◆ EXERCISE BRIEF
Copy the line with "the front bumper" and all lines following it through the last line of the entries, exactly as written.

◆ STORED ROWS
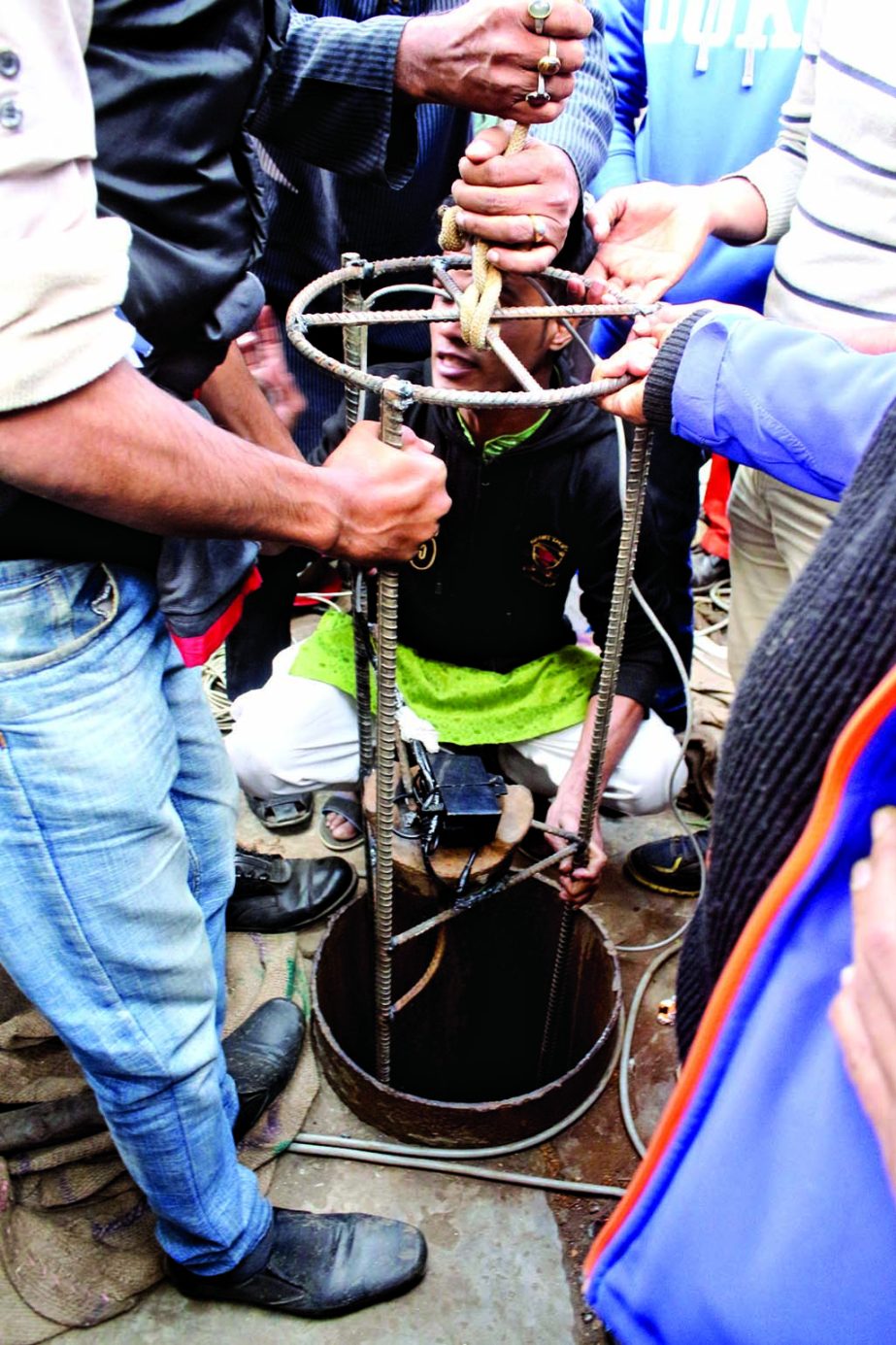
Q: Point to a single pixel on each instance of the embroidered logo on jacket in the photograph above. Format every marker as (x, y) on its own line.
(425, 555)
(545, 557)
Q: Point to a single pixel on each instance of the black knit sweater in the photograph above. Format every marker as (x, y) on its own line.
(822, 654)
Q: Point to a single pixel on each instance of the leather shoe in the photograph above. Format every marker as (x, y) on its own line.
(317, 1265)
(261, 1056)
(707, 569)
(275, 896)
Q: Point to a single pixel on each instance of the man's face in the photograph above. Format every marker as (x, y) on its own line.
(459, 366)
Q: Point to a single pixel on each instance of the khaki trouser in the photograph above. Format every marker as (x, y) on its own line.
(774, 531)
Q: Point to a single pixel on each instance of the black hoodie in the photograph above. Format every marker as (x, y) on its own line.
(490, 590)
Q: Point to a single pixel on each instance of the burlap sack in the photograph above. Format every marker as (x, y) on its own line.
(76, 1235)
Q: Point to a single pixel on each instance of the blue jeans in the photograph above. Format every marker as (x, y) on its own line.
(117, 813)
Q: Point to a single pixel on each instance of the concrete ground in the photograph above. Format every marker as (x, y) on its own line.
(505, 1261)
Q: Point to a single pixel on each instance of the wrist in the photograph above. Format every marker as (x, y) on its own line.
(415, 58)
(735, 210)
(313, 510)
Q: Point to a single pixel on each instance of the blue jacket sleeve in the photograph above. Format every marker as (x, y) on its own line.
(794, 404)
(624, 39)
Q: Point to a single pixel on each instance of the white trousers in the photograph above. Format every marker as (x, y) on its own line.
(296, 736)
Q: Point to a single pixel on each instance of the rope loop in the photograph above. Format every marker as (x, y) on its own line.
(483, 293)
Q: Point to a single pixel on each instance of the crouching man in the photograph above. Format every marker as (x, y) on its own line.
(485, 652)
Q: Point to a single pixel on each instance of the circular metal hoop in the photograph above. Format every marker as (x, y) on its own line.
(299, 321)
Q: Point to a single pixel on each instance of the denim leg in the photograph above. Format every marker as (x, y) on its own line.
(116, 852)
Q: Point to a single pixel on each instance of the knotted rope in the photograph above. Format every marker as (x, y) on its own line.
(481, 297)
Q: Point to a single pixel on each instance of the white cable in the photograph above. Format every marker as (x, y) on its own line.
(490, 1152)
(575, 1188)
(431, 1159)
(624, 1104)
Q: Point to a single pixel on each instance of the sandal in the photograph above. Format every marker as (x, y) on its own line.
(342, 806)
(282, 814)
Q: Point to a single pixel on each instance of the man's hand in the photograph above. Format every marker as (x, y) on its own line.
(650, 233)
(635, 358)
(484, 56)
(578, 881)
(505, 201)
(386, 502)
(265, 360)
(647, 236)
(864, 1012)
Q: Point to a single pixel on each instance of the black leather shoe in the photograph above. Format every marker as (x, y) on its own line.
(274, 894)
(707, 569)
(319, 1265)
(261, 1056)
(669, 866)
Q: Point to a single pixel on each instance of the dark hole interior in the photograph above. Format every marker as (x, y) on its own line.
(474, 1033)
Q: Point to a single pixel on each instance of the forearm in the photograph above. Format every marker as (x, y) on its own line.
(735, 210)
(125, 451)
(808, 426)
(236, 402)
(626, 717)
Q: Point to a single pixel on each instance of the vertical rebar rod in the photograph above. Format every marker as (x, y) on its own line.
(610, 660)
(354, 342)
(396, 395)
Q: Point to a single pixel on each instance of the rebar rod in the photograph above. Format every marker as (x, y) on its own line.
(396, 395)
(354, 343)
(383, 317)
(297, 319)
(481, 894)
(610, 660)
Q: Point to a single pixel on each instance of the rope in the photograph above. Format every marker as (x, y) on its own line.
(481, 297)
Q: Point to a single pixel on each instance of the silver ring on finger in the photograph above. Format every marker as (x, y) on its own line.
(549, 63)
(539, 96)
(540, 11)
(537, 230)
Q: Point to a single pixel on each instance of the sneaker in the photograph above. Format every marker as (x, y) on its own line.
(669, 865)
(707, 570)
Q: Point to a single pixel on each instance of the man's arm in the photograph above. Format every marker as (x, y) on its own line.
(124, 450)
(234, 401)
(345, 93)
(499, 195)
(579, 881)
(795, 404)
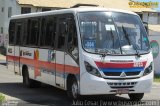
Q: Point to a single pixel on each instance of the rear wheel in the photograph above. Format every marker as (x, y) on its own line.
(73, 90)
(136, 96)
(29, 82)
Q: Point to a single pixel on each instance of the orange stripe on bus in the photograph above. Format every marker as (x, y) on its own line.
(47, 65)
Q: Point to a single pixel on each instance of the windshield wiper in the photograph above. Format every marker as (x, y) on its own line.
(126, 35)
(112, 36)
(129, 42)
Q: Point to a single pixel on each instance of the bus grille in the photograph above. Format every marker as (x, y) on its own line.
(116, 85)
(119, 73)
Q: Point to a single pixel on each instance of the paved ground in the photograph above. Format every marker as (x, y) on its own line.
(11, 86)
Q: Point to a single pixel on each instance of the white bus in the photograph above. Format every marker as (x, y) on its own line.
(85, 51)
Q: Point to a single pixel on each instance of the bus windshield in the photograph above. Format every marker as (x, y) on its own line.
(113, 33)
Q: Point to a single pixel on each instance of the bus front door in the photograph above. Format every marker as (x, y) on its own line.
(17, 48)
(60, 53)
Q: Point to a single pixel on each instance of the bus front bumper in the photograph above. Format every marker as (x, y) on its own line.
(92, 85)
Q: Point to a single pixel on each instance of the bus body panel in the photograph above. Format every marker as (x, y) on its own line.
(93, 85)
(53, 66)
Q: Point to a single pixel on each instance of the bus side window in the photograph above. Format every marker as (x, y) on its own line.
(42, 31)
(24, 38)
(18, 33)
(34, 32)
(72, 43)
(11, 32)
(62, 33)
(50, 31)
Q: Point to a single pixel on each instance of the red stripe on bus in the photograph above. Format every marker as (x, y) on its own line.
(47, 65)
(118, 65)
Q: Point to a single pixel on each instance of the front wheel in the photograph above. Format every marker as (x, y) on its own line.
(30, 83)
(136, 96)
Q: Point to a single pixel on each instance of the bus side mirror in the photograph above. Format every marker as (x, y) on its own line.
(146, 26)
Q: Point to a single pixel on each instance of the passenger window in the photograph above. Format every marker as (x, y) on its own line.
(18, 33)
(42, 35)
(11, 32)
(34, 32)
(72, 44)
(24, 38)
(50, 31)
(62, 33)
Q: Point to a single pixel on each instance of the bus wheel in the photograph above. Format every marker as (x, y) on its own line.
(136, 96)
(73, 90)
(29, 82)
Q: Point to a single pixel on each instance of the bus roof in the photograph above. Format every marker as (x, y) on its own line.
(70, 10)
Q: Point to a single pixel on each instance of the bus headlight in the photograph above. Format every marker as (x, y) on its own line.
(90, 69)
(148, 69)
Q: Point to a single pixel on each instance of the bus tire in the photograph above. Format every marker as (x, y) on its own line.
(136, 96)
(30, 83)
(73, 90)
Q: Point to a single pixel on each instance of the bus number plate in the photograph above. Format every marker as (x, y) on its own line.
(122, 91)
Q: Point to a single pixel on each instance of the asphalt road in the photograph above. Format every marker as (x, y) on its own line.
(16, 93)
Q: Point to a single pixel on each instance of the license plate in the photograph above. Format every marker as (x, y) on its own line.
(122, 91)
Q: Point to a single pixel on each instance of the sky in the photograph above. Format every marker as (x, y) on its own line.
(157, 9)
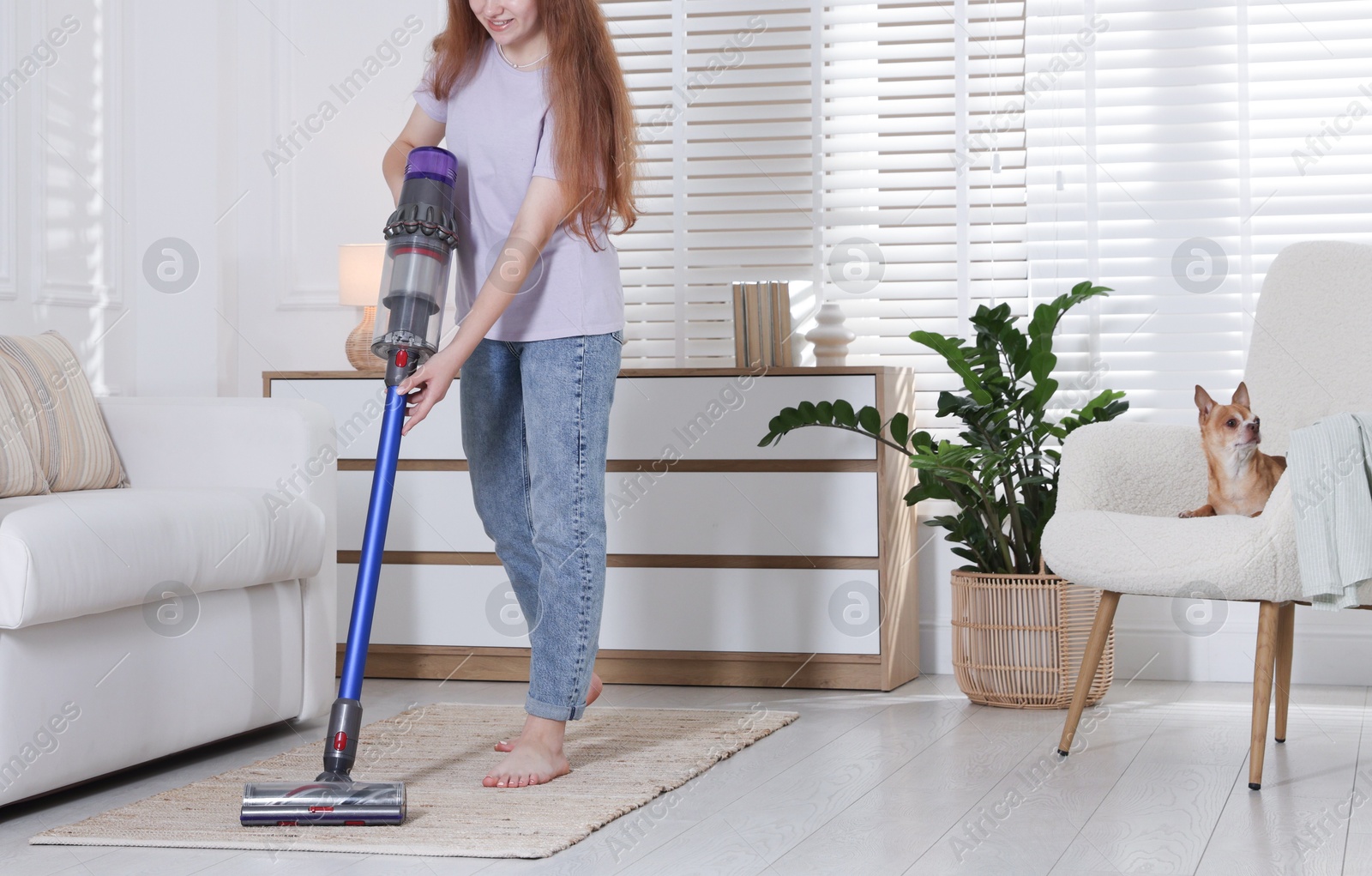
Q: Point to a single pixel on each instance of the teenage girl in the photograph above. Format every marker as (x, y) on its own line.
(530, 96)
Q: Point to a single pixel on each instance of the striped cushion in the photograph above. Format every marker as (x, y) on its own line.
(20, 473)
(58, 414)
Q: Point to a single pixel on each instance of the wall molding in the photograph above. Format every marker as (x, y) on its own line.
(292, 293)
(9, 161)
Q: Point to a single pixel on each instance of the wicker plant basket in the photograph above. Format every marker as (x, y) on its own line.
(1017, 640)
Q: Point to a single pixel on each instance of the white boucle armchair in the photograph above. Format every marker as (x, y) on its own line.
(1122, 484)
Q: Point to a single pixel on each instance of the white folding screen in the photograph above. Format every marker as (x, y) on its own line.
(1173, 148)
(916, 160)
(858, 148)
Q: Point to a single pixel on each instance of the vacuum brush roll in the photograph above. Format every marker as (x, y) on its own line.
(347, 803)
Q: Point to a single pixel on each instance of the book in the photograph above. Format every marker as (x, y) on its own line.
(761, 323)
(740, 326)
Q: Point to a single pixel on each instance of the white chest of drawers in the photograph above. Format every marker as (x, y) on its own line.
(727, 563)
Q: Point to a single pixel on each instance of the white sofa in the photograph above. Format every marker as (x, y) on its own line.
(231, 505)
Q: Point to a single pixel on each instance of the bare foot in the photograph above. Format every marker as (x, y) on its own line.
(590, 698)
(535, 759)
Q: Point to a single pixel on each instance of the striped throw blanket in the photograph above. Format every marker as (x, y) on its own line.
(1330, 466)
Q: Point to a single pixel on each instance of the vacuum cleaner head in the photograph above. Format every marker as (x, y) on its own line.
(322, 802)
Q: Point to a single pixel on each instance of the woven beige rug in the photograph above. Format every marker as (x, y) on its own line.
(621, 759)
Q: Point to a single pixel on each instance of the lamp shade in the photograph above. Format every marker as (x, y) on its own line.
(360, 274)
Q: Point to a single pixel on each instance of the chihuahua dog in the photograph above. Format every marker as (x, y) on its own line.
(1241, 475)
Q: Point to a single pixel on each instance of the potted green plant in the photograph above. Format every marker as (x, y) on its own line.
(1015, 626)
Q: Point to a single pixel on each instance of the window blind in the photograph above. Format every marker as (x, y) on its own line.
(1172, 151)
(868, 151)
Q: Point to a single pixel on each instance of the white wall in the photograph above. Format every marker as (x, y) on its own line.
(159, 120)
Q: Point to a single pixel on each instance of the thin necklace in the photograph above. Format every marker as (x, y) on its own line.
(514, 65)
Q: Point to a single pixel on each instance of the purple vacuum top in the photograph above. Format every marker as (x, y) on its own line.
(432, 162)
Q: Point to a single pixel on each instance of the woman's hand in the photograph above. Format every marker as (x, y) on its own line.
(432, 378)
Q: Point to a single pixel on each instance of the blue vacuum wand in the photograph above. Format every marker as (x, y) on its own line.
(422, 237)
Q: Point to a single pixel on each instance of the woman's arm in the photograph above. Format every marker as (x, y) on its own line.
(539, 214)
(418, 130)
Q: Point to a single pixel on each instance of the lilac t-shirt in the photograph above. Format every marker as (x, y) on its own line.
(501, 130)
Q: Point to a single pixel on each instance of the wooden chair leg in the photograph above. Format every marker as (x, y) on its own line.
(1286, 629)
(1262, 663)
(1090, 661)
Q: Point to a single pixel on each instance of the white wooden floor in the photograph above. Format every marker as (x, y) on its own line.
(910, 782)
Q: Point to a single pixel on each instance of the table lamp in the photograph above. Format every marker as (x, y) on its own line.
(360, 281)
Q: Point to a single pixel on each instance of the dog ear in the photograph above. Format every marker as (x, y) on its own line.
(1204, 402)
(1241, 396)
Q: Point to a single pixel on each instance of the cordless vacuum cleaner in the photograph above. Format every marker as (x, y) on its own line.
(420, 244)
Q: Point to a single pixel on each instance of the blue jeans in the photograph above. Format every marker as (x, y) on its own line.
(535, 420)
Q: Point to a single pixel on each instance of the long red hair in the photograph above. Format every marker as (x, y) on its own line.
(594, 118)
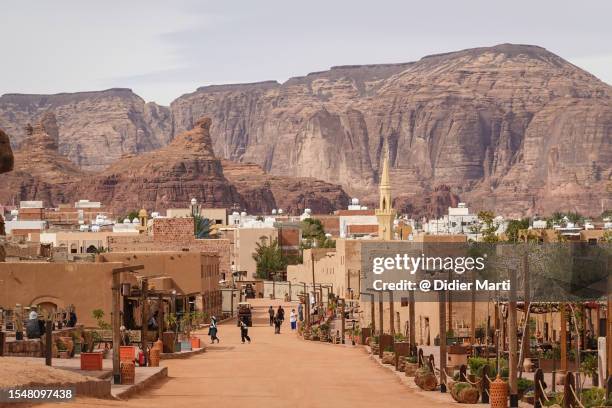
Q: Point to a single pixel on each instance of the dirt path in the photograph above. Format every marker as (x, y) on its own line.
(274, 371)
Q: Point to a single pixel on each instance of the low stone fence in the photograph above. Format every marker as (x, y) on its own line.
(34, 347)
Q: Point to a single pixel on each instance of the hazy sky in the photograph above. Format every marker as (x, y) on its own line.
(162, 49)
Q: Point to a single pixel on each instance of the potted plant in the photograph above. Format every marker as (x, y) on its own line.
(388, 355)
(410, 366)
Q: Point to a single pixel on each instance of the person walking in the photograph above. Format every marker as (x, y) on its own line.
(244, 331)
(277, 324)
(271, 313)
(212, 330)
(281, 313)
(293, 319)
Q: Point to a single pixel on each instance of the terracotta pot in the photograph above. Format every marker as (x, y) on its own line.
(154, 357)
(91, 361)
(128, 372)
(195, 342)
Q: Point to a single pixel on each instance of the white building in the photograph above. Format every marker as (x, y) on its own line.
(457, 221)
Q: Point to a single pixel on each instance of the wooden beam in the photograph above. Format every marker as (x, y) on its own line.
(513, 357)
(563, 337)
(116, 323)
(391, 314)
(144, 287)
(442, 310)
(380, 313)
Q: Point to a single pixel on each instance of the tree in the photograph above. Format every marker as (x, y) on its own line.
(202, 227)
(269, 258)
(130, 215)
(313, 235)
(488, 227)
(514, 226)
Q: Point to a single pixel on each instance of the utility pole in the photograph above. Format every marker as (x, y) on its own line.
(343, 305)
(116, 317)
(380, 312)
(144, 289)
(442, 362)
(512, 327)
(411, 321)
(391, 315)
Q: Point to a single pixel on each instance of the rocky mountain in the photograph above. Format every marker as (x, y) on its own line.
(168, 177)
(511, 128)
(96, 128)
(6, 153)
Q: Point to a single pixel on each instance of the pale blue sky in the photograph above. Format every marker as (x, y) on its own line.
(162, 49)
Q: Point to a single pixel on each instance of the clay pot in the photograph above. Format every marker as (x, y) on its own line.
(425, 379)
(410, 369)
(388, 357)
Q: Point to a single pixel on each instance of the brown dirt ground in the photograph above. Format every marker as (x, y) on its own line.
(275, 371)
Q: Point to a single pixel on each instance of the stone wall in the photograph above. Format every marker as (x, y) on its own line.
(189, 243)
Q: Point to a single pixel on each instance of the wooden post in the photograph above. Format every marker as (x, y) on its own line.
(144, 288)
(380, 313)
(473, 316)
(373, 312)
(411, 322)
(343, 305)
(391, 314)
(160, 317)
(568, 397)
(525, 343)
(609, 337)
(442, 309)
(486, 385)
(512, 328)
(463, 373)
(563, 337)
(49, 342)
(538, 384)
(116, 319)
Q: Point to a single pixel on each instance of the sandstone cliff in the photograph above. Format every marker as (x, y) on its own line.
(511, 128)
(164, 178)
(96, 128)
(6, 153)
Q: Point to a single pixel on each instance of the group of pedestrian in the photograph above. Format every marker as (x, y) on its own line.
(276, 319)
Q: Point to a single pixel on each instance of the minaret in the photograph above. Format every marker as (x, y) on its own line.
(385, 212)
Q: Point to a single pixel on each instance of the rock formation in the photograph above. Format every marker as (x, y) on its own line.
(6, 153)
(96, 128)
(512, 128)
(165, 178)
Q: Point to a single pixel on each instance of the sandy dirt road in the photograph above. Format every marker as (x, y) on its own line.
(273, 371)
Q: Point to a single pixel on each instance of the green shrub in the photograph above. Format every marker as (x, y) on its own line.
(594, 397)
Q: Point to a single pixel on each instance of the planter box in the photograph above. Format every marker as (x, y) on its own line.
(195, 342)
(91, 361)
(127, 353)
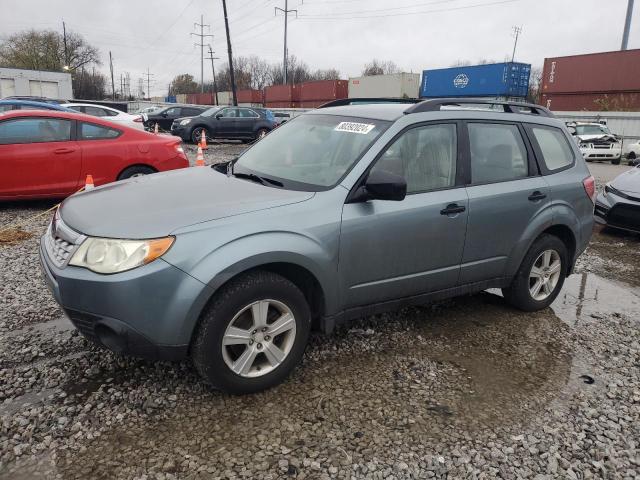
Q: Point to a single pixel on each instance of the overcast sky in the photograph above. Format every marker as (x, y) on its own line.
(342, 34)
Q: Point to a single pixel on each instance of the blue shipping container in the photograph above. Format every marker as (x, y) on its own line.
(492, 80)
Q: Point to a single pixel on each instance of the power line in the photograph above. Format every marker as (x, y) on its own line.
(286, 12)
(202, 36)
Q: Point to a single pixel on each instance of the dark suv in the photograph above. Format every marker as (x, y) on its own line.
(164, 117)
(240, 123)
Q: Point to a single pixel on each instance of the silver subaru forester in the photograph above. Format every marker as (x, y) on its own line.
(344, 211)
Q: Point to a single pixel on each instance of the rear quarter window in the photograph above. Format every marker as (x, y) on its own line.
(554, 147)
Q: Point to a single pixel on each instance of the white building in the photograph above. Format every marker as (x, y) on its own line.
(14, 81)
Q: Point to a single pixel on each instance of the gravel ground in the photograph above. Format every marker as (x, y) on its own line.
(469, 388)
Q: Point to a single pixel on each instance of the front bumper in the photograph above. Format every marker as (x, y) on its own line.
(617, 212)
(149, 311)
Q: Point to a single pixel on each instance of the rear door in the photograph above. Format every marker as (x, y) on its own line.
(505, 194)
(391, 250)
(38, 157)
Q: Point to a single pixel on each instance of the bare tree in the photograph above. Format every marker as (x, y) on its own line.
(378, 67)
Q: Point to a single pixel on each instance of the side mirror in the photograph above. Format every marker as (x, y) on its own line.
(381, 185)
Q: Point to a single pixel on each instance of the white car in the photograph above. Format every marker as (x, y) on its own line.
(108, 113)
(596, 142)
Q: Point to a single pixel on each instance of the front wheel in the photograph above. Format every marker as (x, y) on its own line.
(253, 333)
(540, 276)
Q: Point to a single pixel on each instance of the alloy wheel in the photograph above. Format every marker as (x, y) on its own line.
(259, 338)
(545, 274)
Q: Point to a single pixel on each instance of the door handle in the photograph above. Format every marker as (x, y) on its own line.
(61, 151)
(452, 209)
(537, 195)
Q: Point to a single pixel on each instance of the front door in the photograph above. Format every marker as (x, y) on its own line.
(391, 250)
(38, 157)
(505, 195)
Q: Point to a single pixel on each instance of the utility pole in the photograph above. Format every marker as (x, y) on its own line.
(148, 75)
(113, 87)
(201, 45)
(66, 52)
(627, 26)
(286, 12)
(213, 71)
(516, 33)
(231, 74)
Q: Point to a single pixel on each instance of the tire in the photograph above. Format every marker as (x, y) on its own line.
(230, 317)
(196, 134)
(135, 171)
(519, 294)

◆ TASK RESPONSE
Q: Point to a single pixel on each instance of the front bumper in the photograph above. Format every marker as (x, y) on its own line.
(617, 212)
(149, 311)
Q: Point to a single pixel on each instance of the rear door in the photograph above. Format every marker as (x, y) on its own line.
(505, 194)
(391, 250)
(38, 157)
Q: Point to a single pixel on each instance of the bare tree in the photograph above. Format every marker as (x, y) on its own line.
(378, 67)
Q: Point to a single pixel on each instance of the side mirror in the photograph above. Format every marker as (x, y) on its own line.
(381, 185)
Q: Point to a single pixel on each instance of the white car in the photograph above. Format every marker as (x, y) on its own line.
(108, 113)
(596, 142)
Q: Point to a single pixel on each instance of the front wheel in the photograph above. Format every marker as (x, y) on its own line.
(253, 333)
(540, 276)
Q: Point to a single pixel on each instance of the alloy wheel in the photograph above. Format every marker as (x, y) on its own line.
(259, 338)
(545, 274)
Q: Point to a single pixel on each instance of the door handle in the photograph above. Format every marker as (x, y) on its own line.
(61, 151)
(452, 209)
(537, 195)
Q: Point to a single pixel on each instance of the front door in the photograph above. Format every marker as (x, y) on its own line.
(391, 250)
(38, 157)
(505, 195)
Q: Point to a single pixel on each instance of the utility pole in the photograph above. Format every marker as (x, y) on its own line.
(148, 75)
(113, 87)
(201, 45)
(66, 52)
(627, 26)
(286, 12)
(213, 71)
(516, 33)
(231, 74)
Q: Point to a single pixel on each instance of the tire in the photograph above. Format every marker as (x, y) on its own line.
(230, 317)
(196, 134)
(135, 171)
(519, 294)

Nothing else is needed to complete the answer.